Breaking News on Food & Beverage Development - North AmericaEU edition | Asian edition

Headlines > Science

Genetic and agricultural data made more accessible

By Laura Crowley, 12-Feb-2008

Related topics: Science, Carbohydrates and fibers (sugar, starches), Cereals and bakery preparations

Researchers will be able to gain access more easily to genetic and agricultural data on a wide range of plants with the development on a new online information management system.

The Agricultural Research Service (ARS) in the United States and Bioversity International are partnering with the Global Crop Diversity Trust to develop the extensive database for the world's plant genebanks, which is intended to be easy and quick to use.

 

 

 

Genetic and agricultural research continues and advances worldwide, generating more information about the wide range of plants preserved in global genebanks, which is increasingly hard to manage and confusing to access.

 

 

 

Genebanks are facilities for maintaining crop diversity. They contain genetic material (seeds or DNA) collected from species found in the wild or collected from domesticated, cultivated species, which are important in terms of their genetic diversity.

 

 

 

According to the Food and Agriculture Organisation of the UN, there are about 1,400 collections, ranging in size from a single sample to the US collection with 464,000 different samples.

 

 

 

With improved access to such information, researchers may be able to find solutions to problems facing the cultivation of crops, such as disease resistance, productivity and changes occurring due to climate change.

 

 

 

There were crop shortages in 2007 that are continuing now. These have impacted on the cost of raw materials, affecting in turn product prices and company profits. Genetic information could be the answer to overcoming such shortages.

• **SOURCE MATERIAL**

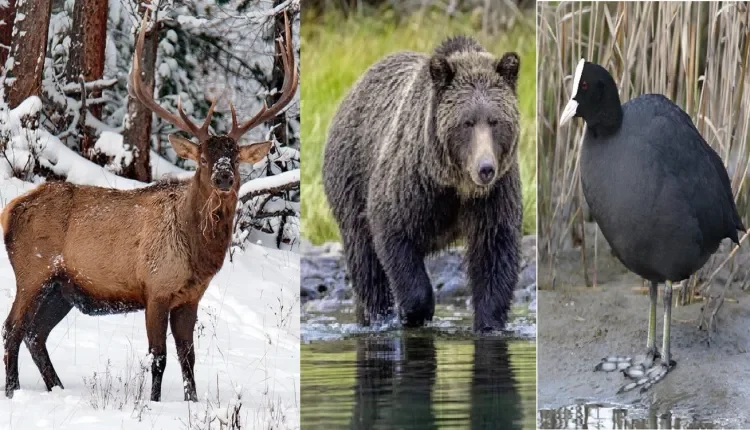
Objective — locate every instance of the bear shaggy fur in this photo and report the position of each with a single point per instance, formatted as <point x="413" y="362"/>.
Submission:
<point x="423" y="152"/>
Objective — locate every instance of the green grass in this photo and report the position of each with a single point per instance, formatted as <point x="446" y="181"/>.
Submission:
<point x="336" y="51"/>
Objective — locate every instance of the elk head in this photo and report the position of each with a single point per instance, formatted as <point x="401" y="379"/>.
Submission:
<point x="217" y="156"/>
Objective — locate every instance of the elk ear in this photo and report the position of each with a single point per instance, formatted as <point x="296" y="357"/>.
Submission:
<point x="185" y="148"/>
<point x="254" y="152"/>
<point x="508" y="67"/>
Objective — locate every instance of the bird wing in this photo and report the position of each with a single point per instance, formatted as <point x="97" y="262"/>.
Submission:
<point x="696" y="169"/>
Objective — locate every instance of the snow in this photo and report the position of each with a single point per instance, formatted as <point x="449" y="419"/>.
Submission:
<point x="53" y="154"/>
<point x="270" y="182"/>
<point x="111" y="144"/>
<point x="247" y="350"/>
<point x="161" y="167"/>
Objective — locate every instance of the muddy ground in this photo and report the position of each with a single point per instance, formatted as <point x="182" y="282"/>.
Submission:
<point x="579" y="325"/>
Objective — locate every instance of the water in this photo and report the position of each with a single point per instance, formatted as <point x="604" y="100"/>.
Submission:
<point x="603" y="416"/>
<point x="439" y="377"/>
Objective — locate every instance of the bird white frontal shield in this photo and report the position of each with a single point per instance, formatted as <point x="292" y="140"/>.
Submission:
<point x="572" y="106"/>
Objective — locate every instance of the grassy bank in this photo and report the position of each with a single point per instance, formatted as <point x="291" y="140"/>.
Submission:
<point x="336" y="51"/>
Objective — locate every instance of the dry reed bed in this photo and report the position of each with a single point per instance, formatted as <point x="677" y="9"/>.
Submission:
<point x="695" y="53"/>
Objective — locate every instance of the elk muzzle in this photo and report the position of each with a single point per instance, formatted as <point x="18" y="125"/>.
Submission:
<point x="222" y="175"/>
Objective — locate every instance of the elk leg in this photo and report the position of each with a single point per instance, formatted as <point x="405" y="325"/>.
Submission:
<point x="13" y="333"/>
<point x="52" y="310"/>
<point x="182" y="320"/>
<point x="157" y="316"/>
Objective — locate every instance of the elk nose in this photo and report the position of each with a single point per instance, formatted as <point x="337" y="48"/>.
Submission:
<point x="486" y="172"/>
<point x="223" y="180"/>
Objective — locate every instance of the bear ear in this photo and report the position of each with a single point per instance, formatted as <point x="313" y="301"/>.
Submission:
<point x="508" y="66"/>
<point x="441" y="71"/>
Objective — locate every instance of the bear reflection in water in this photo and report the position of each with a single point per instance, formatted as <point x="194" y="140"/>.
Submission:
<point x="398" y="385"/>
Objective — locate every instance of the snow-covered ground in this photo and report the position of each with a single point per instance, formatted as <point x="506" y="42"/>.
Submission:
<point x="247" y="346"/>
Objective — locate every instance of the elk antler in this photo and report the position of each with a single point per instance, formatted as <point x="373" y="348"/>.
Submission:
<point x="288" y="89"/>
<point x="137" y="89"/>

• **YOUR TASKS**
A - According to the article on genebank data, how many samples does the US collection hold?
B - Extend the article on the genebank database past its final sentence.

• **TASK-BY-TASK ANSWERS**
A - 464,000 different samples.

B -
The nucleus of the system will be ARS's existing Germplasm Resources Information Network (GRIN), a database that already houses information about the more than 480,000 accessions (distinct varieties of plants) in ARS's National Plant Germplasm System.

 

 

 

Now, software upgrades will enable the GRIN system to be used by genebanks of all sizes, making more information about more plants available to researchers. The new system will help genebanks conserve and use precious genetic resources more effectively, allowing for solutions to be found more easily.

 

 

 

For example, ARS recently screened a key part of the US wheat and barley collection to find genes that provide resistance to a new rust fungus, Ug99, which was considered able to threaten 80 per cent of the world's wheat. Ug99 first appeared in Uganda in 1999, and has since been found in Kenya and Ethiopia.

 

 

 

The Global Crop Diversity Trust will contribute $1.4m (€964,156) to support this three-year project. ARS will contribute more than $900,000 (€619,814).

 

 

 

ARS is the US Department of Agriculture's chief scientific research agency. The Global Crop Diversity Trust is an independent international organisation whose mission is to ensure the conservation and availability of crop diversity for food security worldwide.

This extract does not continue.